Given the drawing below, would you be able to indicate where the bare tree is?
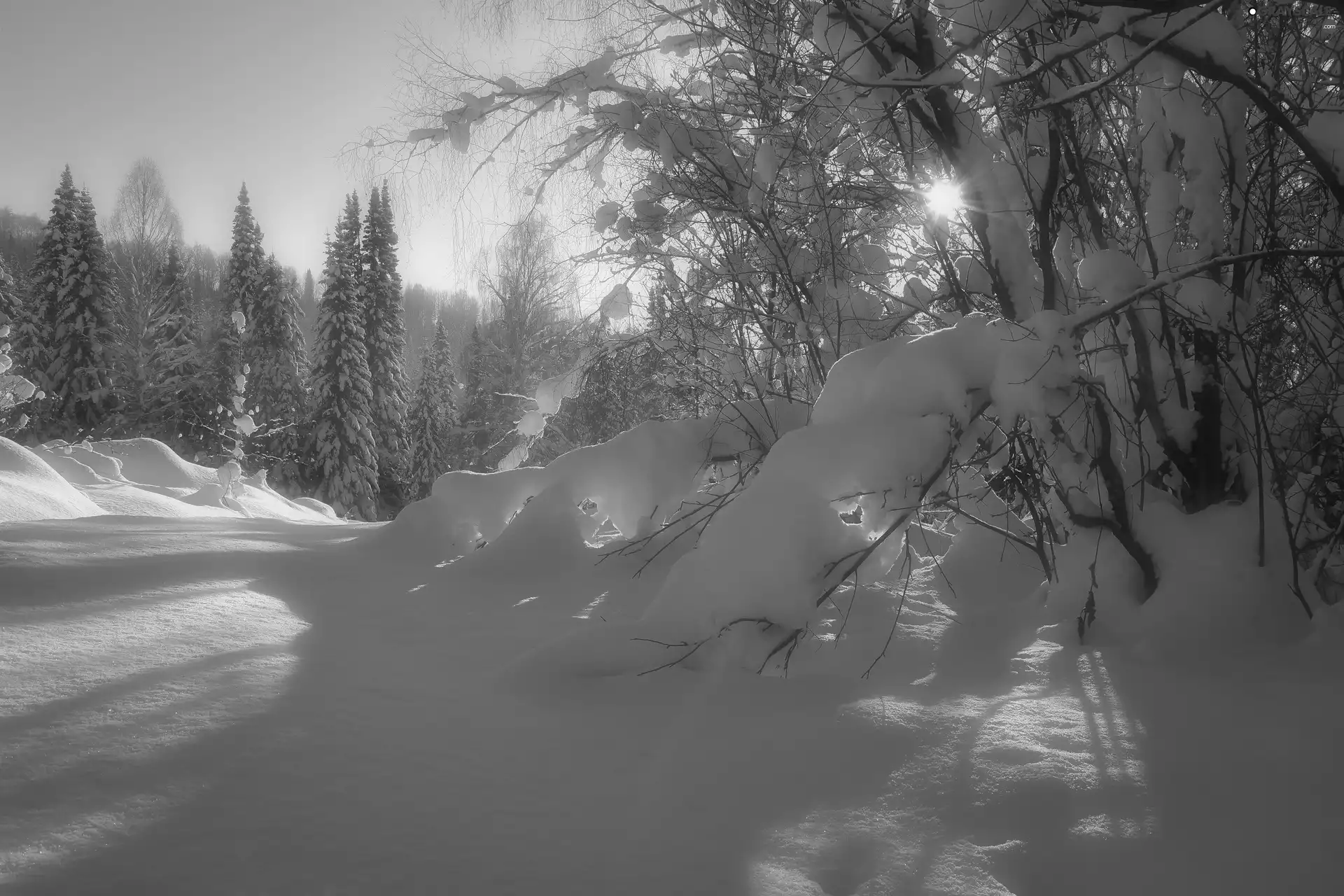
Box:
[479,215,573,393]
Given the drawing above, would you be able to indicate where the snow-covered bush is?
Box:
[372,0,1344,658]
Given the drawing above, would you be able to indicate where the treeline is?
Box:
[0,160,695,520]
[0,160,491,519]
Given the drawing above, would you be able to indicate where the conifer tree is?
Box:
[0,255,22,329]
[0,255,36,434]
[148,243,214,450]
[23,174,115,438]
[246,255,308,488]
[363,183,407,505]
[407,318,457,500]
[13,165,79,438]
[312,195,378,520]
[207,184,260,454]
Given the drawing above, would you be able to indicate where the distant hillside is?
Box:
[0,206,44,275]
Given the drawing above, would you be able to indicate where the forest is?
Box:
[0,0,1344,896]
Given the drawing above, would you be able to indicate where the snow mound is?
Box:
[0,438,339,524]
[89,438,218,490]
[79,481,238,519]
[371,400,809,559]
[293,497,340,522]
[0,435,104,523]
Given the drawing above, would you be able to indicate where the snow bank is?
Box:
[0,435,104,523]
[645,313,1077,652]
[89,438,218,490]
[0,438,337,523]
[370,402,809,559]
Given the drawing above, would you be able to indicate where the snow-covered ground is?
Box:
[0,438,1344,896]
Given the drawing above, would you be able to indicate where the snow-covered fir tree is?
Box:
[13,165,79,438]
[457,323,511,473]
[407,320,457,500]
[149,243,215,451]
[0,255,36,434]
[246,255,308,488]
[363,183,407,506]
[20,174,115,438]
[207,184,260,454]
[312,195,378,520]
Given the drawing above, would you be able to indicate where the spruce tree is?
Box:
[458,321,516,473]
[23,176,115,438]
[246,255,308,489]
[207,184,260,454]
[407,320,457,500]
[312,195,378,520]
[0,255,22,329]
[148,243,215,451]
[363,183,407,506]
[13,165,79,438]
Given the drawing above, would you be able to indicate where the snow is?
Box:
[0,438,336,523]
[0,435,102,523]
[0,491,1344,896]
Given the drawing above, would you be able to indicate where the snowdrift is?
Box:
[0,437,339,524]
[0,435,104,523]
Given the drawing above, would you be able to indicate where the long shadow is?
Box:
[0,529,430,893]
[8,529,913,896]
[0,643,288,738]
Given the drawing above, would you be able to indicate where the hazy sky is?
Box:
[0,0,468,288]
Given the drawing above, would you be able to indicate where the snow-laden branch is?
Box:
[1071,248,1344,337]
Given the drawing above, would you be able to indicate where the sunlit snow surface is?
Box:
[0,506,1344,896]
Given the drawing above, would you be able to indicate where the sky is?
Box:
[0,0,472,289]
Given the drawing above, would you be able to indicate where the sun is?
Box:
[925,180,965,218]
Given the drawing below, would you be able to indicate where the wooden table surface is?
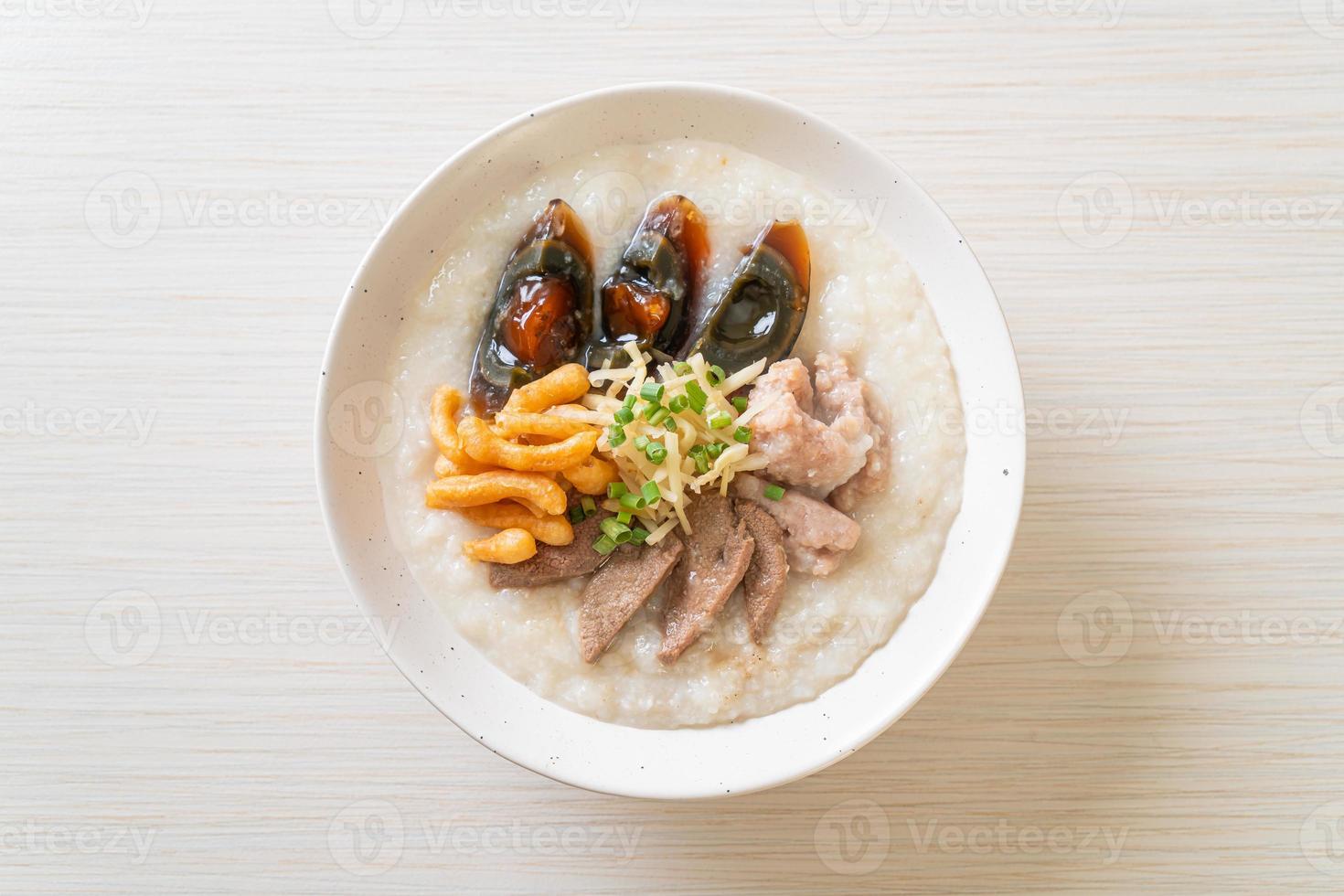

> **Set task**: Retype all of the records above word for word, leaving out the pictures.

> **Answer below**:
Given the drawing below, would you be able to indicate where the bare tree is?
Box:
[479,215,573,393]
Given the drawing above, would you be able to indicate where the snow-covered bush is?
Box:
[372,0,1344,658]
Given the drawing above, would you be able to indicate where the treeline is?
Box:
[0,160,695,520]
[0,160,491,519]
Given the drawing above, would you be able to indicate where the conifer tree is?
Box:
[0,255,22,329]
[0,255,36,434]
[148,243,214,450]
[23,174,115,438]
[246,255,308,488]
[363,183,407,505]
[407,318,457,500]
[13,165,79,438]
[312,195,378,520]
[207,184,260,454]
Given the drawing above, would you be able to indicate where the distant hillside is?
Box:
[0,206,44,275]
Given the drawing above, would you be able to indicate where the forest is?
Box:
[0,0,1344,896]
Given the drawing above, would you be able to indicate where the snow mound is?
Box:
[0,438,339,524]
[89,438,218,490]
[79,481,238,519]
[371,400,809,559]
[293,497,340,522]
[0,435,104,523]
Given the drawing above, would you be able to indicate where the snow bank is?
Box:
[0,435,104,523]
[645,313,1077,652]
[89,438,218,490]
[0,438,337,523]
[370,402,809,559]
Given the drawing above, would you be able to indicate where the snow-covered ground is?
Box:
[0,438,1344,896]
Given the drawing above, would you be able to indicate where the snow-covered fir tree is?
Box:
[13,165,79,438]
[457,323,511,473]
[407,320,457,500]
[149,243,215,451]
[0,255,36,434]
[246,255,308,488]
[363,183,407,506]
[20,174,115,438]
[207,184,260,454]
[312,195,378,520]
Given the drawing above, would you be able to indicate where the spruce tree is?
Box:
[458,321,516,473]
[23,176,115,438]
[246,255,308,489]
[207,184,260,454]
[407,320,457,500]
[312,195,378,520]
[0,255,22,329]
[148,243,215,451]
[363,183,407,506]
[13,165,79,438]
Given the drawing above, would you be able to indicate where the snow is?
Box:
[0,438,336,523]
[0,435,102,523]
[0,491,1344,896]
Given the drawing above, would you be able to indicate where the snowdrift is?
Box:
[0,437,339,524]
[0,435,104,523]
Given the drawing above, would you be able to indicate where the long shadow is?
Box:
[0,529,430,893]
[8,529,913,896]
[0,643,288,738]
Given the drawing above, would you be able to indicate where the hazy sky is?
Box:
[0,0,468,288]
Given the drawing above, would you be able to indicate where the snow-laden branch is?
Box:
[1071,248,1344,337]
Given the drawing above, would you be able to indicate where the sunlit snow surface is?
Box:
[0,506,1344,896]
Given the drawing above, would you be able to indicate where the sky is?
Box:
[0,0,472,289]
Given the drawing above, would you be able to indicate where the sun is?
Box:
[925,180,965,218]
Given the drawing below, would you be able to indicate where the wooden table surface is?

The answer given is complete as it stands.